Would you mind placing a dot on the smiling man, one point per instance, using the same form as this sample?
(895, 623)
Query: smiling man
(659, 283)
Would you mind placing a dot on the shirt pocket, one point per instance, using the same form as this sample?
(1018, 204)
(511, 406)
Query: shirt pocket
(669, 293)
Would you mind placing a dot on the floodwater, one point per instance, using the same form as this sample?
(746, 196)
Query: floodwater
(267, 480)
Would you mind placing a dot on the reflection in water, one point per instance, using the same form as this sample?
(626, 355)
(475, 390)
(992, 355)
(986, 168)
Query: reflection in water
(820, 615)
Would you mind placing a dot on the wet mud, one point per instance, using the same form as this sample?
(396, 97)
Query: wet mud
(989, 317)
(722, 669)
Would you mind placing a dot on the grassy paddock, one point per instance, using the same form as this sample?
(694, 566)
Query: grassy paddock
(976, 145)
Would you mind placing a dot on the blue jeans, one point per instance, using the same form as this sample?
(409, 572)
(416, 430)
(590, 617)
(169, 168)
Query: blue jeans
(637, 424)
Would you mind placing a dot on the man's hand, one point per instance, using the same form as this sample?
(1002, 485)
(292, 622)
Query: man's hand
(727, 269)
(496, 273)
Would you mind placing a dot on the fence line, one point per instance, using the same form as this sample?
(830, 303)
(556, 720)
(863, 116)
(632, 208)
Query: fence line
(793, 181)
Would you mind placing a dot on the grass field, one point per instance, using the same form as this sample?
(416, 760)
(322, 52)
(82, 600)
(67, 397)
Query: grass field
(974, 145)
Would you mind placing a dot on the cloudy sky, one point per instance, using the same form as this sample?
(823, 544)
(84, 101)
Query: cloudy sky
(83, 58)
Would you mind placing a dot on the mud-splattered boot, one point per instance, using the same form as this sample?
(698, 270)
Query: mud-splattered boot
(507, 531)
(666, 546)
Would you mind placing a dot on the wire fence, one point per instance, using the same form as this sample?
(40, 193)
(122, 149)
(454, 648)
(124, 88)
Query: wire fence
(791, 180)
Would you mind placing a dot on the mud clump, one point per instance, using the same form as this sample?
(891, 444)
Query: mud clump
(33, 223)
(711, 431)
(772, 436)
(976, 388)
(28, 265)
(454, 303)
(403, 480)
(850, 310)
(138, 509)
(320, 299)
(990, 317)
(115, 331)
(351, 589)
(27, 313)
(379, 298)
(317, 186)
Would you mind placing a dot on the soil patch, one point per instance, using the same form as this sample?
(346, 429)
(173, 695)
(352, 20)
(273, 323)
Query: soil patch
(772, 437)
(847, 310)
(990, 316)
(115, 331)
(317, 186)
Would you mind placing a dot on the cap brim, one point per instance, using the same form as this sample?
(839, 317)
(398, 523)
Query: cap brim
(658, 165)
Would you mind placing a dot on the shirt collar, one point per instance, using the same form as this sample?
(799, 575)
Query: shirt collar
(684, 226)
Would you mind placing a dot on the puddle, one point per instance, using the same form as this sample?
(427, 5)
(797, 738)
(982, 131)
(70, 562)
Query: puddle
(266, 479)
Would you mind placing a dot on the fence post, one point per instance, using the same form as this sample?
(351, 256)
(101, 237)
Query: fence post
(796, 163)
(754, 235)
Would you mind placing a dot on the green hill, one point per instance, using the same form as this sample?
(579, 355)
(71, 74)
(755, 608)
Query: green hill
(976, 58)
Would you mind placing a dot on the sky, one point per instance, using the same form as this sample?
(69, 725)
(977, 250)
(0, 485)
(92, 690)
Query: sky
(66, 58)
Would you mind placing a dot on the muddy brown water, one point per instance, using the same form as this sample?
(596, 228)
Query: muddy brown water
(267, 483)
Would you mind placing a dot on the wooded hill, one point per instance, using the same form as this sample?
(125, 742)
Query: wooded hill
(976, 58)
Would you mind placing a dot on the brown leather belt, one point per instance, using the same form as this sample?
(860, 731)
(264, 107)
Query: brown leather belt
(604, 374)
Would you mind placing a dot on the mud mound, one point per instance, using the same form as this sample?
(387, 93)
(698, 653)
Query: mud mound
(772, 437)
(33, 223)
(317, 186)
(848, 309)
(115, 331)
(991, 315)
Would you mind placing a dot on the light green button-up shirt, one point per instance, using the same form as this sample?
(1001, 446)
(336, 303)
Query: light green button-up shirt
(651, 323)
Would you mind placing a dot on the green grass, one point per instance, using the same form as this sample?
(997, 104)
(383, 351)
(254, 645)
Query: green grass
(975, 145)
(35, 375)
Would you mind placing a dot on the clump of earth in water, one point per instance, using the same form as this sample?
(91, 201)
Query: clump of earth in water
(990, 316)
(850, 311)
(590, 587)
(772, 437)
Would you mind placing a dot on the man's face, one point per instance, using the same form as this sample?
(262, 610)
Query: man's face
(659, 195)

------------

• **Assigned task**
Nothing should be dropped: transcribe all the material exactly.

• **Reply to the exercise**
Would you mind placing a dot on the smiling man, one point per instance, using the same form as this sample?
(895, 623)
Query: smiling man
(659, 283)
Would you mind placing a dot on the shirt pocket, one point per instance, using the same form as this sample?
(1018, 204)
(511, 406)
Query: shirt pocket
(669, 293)
Would you mind placing a dot on the floodwater, one point per instance, using the same form as this sample?
(746, 196)
Query: floodwater
(267, 480)
Would you mind placing a dot on the reflection in water, one point per instance, using the same form as this sample?
(626, 355)
(475, 390)
(992, 355)
(986, 168)
Query: reflection in water
(820, 615)
Would you mind placing a dot on the wet mud, one point per instance, using the same form as this sample?
(396, 97)
Query: wet mud
(989, 317)
(722, 669)
Would you mind placing a dot on the grassy paddock, one point per instance, using the same form as this sample?
(694, 566)
Query: grassy paddock
(976, 145)
Would you mind placing a dot on the blue jeans, one point per instance, using the same form as this sample?
(409, 572)
(416, 430)
(590, 617)
(169, 168)
Query: blue jeans
(637, 424)
Would you mind placing a dot on the man's hand, one point per instance, using the same form as this sample?
(1002, 485)
(292, 622)
Query: man's hand
(727, 269)
(496, 273)
Would you mind placing a dot on the fence line, one point per instance, using the same form as this sample?
(830, 303)
(556, 720)
(863, 116)
(632, 208)
Query: fence line
(793, 181)
Would you mind placing a dot on the grass field, one point per instance, using the same form as this sample?
(416, 760)
(322, 52)
(82, 600)
(67, 397)
Query: grass field
(974, 145)
Would you mind placing a dot on the cloudy sky, one point per instance, using the same form as this sample?
(823, 544)
(84, 101)
Query: cloudy sky
(83, 58)
Would you mind placing a dot on the mud-splattered boot, one point per instance, using the same form as this sample?
(698, 270)
Query: mud-splattered boot
(507, 531)
(666, 546)
Would you mind placing a dot on the wire fence, one point per instance, using the same form as this sample?
(40, 193)
(122, 149)
(454, 648)
(124, 88)
Query: wire fence
(791, 180)
Would you mind placing a dot on the mud clump, one point per instance, using the same form as this sample?
(891, 444)
Query: mud clump
(33, 223)
(711, 431)
(772, 436)
(976, 388)
(28, 265)
(454, 303)
(403, 480)
(850, 310)
(138, 509)
(320, 299)
(990, 317)
(115, 331)
(351, 589)
(27, 313)
(379, 298)
(317, 186)
Would you mind placing a dot on the soil patch, one point per instance, using the same form as this sample?
(346, 429)
(173, 695)
(352, 20)
(273, 323)
Query: soil patch
(772, 437)
(847, 310)
(990, 316)
(115, 331)
(317, 186)
Would you mind placing a dot on the cap brim, one point per instance, using the same form as this sample?
(839, 317)
(398, 523)
Query: cap brim
(658, 165)
Would you mind placing a dot on the shirt collar, one point per instance, using the same form as this sample?
(799, 575)
Query: shirt collar
(684, 226)
Would you mind placing a dot on the puddle, one point per instance, using the same form as this sample?
(427, 5)
(797, 738)
(982, 131)
(70, 562)
Query: puddle
(266, 479)
Would you mind placing a dot on the fence post, one point per instance, using the same form as this sample?
(351, 256)
(101, 237)
Query: fence post
(796, 163)
(754, 235)
Would you mind placing a dot on the green hill, one point per instance, using the same form as this sample?
(579, 355)
(71, 74)
(755, 608)
Query: green hill
(976, 58)
Would you mind placing a dot on the sky, one point per instance, using the same form as this sample?
(69, 725)
(977, 250)
(0, 485)
(92, 690)
Query: sky
(66, 58)
Would you mind placing a dot on the muddy brown water, one point per instance, using the same form as this sample?
(596, 228)
Query: muddy brown water
(267, 483)
Would you mind placing a dot on the wooded hill, one point per instance, using the same form as this sample?
(125, 742)
Query: wooded hill
(976, 58)
Would you mind placing a dot on the brown leather belt, one point per instance, using the same form as this sample?
(860, 731)
(264, 107)
Query: brown leather belt
(604, 374)
Would you mind placing a dot on the mud mound, one point per instance, using the same form as this sample?
(387, 93)
(698, 653)
Query: mud mound
(772, 437)
(33, 223)
(317, 186)
(848, 309)
(115, 331)
(991, 315)
Would you mind placing a dot on the light green button-up shirt, one point per instance, using the same form as this sample?
(1001, 446)
(336, 303)
Query: light green button-up shirt
(651, 323)
Would you mind placing a dot on the green grass, one point per instance, using the same form as this sample?
(997, 104)
(383, 351)
(254, 645)
Query: green grass
(975, 145)
(35, 375)
Would you mind placing a dot on the clump of earth in water, one point per instance, using the same form as this sample?
(91, 201)
Query: clump of earth in water
(990, 316)
(850, 311)
(590, 587)
(772, 437)
Would you mind placing a dot on the man's face, one point per instance, using the same form as this sample?
(262, 610)
Query: man's face
(659, 195)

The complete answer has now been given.